Problem description: Lay out each line of the listing below as a Markdown table with the columns "No." and "Line," giving every row its number and skipping blank lines. Omit the pictures from your table.

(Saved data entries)
↓↓↓
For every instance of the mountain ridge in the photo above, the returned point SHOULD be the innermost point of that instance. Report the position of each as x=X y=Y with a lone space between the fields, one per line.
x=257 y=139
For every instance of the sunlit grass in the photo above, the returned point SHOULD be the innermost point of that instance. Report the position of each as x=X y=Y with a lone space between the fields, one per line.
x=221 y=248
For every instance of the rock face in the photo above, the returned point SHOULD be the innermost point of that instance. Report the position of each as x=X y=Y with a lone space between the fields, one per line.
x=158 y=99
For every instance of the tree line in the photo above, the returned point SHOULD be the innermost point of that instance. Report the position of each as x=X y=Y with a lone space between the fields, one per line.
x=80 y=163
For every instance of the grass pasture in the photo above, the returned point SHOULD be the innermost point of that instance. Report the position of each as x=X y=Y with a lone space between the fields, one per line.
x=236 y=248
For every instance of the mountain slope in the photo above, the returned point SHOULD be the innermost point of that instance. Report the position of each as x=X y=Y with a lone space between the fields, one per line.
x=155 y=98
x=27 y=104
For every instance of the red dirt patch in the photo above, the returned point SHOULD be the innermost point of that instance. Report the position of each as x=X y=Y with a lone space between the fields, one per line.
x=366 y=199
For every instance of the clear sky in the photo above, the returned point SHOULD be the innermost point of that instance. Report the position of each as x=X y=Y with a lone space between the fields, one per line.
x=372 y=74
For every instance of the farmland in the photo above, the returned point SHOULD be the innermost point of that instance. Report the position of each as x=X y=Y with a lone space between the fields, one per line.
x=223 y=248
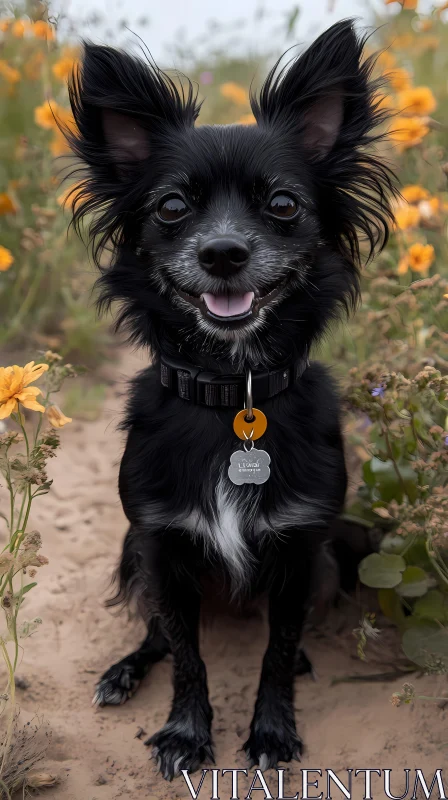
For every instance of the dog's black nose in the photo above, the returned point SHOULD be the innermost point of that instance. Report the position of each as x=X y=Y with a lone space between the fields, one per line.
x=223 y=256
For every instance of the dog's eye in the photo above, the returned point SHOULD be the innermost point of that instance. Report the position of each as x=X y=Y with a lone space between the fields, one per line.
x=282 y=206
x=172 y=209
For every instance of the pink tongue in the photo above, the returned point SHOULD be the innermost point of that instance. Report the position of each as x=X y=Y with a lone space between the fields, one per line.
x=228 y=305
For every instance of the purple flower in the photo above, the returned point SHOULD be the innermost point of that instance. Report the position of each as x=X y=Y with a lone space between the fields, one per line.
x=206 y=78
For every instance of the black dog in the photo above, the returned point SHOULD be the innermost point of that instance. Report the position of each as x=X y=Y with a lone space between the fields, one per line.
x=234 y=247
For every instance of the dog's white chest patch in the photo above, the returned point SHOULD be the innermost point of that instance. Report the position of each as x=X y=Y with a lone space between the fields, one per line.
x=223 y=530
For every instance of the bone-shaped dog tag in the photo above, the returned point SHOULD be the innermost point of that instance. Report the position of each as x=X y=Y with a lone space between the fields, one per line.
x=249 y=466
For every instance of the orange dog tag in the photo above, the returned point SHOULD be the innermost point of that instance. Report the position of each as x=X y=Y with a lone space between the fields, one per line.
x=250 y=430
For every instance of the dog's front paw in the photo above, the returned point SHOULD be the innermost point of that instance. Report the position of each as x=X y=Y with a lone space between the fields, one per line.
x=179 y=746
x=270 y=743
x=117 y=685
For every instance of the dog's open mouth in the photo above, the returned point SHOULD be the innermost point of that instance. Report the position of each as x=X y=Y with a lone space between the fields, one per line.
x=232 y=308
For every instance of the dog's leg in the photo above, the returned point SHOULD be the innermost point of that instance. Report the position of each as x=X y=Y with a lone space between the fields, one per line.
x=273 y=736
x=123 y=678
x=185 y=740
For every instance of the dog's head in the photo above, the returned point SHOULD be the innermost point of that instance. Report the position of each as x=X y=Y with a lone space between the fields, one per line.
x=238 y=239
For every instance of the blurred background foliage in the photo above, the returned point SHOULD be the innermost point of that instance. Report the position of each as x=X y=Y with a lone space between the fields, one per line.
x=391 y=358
↑↑↑
Output below:
| No. | Line |
|---|---|
| 1 | For every instance of the mountain ridge in the photo above, the returned point SHOULD be the innermost point of that instance. Report the position of each as x=X y=Y with a lone space between the fields, one per line. |
| 2 | x=257 y=139 |
| 3 | For every instance of the sunlit grass in the photo above, the returned point SHOULD be the innermost point of that instance. Report the position of each as x=X y=Y with a lone space between the fields, one per line. |
| 4 | x=221 y=248 |
| 5 | For every instance of the rock face in the photo above, the returned point SHOULD be the innermost point of that instance. Report the position of each as x=X y=Y with a lone space between the fields, one per line. |
| 6 | x=158 y=99 |
| 7 | For every instance of the tree line in the photo above, the returned point SHOULD be the innermost point of that instance. Report the position of each as x=X y=Y with a lone space between the fields, one per line. |
| 8 | x=80 y=163 |
| 9 | For every instance of the grass pasture in the photo above, the returned point SHOULD be the innermost point of that instance. Report the position of each as x=X y=Y with a lone space between the fields, one per line. |
| 10 | x=236 y=248 |
| 11 | For every instance of the mountain slope in the photo above, the returned point SHOULD be the innermost point of that instance. Report the position of each as x=X y=Y with a lone space between the fields, one per line. |
| 12 | x=155 y=98 |
| 13 | x=27 y=104 |
| 14 | For every instance of the red dirt patch in the photo above, the returned point SHOULD be the innermost point of that instance. Report the position of each as x=X y=Y with a lone space between the fields, one per line. |
| 15 | x=366 y=199 |
| 16 | For every instance of the clear sky in the photo above, the returned point SHOULD be the innermost point of that instance. Report the position of each as x=X y=Y with a lone space between the fields, one per line. |
| 17 | x=372 y=74 |
| 18 | For every instance of the farmland in the photo above, the returned point SHOULD be the innermost point of that instance. Report the position of each as x=X y=Y with a lone space between the fields, one per line. |
| 19 | x=223 y=248 |
| 20 | For every instance of the dog's black nose in the photo above, the returned point SHOULD be the innermost point of that instance. Report the position of each as x=X y=Y with a lone space between the fields, one per line. |
| 21 | x=223 y=256 |
| 22 | For every instance of the dog's eye in the photo above, the returned point SHOULD be the innermost point of that instance. Report the position of each as x=X y=Y with a lone space between the fields, one per line. |
| 23 | x=282 y=206 |
| 24 | x=172 y=209 |
| 25 | For every instance of the pink tongue in the photo above, the returned point SHOULD be the innermost point of that instance. Report the position of each as x=X y=Y with a lone space between the fields, one per line. |
| 26 | x=228 y=305 |
| 27 | For every instance of the purple flower in the photo above, the returned point SHOULD be the innermost point of that instance. Report the position of each as x=X y=Y with a lone space between the fields, one per line. |
| 28 | x=206 y=78 |
| 29 | For every instance of the black dog in the photo above, the returned point SHOULD be the innermost point of that instance. Report the position of each as x=X y=Y with a lone space between the fields, one per line. |
| 30 | x=234 y=247 |
| 31 | For every instance of the dog's white chest patch in the photo above, the returned point SHOULD be the innermost point of that instance. Report the position of each as x=X y=Y with a lone space between the fields, one per line. |
| 32 | x=223 y=530 |
| 33 | For every instance of the bone-shaped dog tag in the photo above, the returned point SHOULD be the innermost point of that instance. Report the position of each as x=X y=Y with a lone space between the fields, one per line. |
| 34 | x=249 y=466 |
| 35 | For every instance of the orange dog tag in the photo above, the returned point SHOULD be the innermost point of that instance. Report the position of each as x=X y=Y with a lone space between the fields, one per line. |
| 36 | x=250 y=430 |
| 37 | For every instance of the dog's front paw in the photo above, the returned point SHOULD be the innermost point of that instance. Report the position of each as x=X y=Y with a lone space between the fields, one per line. |
| 38 | x=179 y=746 |
| 39 | x=270 y=743 |
| 40 | x=117 y=685 |
| 41 | For every instance of the dog's open mouth in the photo above, the returned point SHOULD be the innermost point of that instance. Report the position of each as x=X y=Y with a lone space between the fields, one per line. |
| 42 | x=232 y=308 |
| 43 | For every instance of the dog's leg in the photo above, the returned point SHOULD be the innermost point of that instance. Report the position of each as x=X y=Y with a lone space between the fields, one per line. |
| 44 | x=273 y=736 |
| 45 | x=123 y=678 |
| 46 | x=185 y=740 |
| 47 | For every instance of the dog's head in the photo above, the returned point SHOULD be the innermost point of that instance. Report the position of each as x=X y=Y with a lone space between the fields, one per line. |
| 48 | x=238 y=239 |
| 49 | For every instance of the blurred background foliage in the photo above, the returned point SHOULD be the innermost point of that instance. Report the position of each as x=X y=Y with a lone space between the fields, one per line. |
| 50 | x=391 y=358 |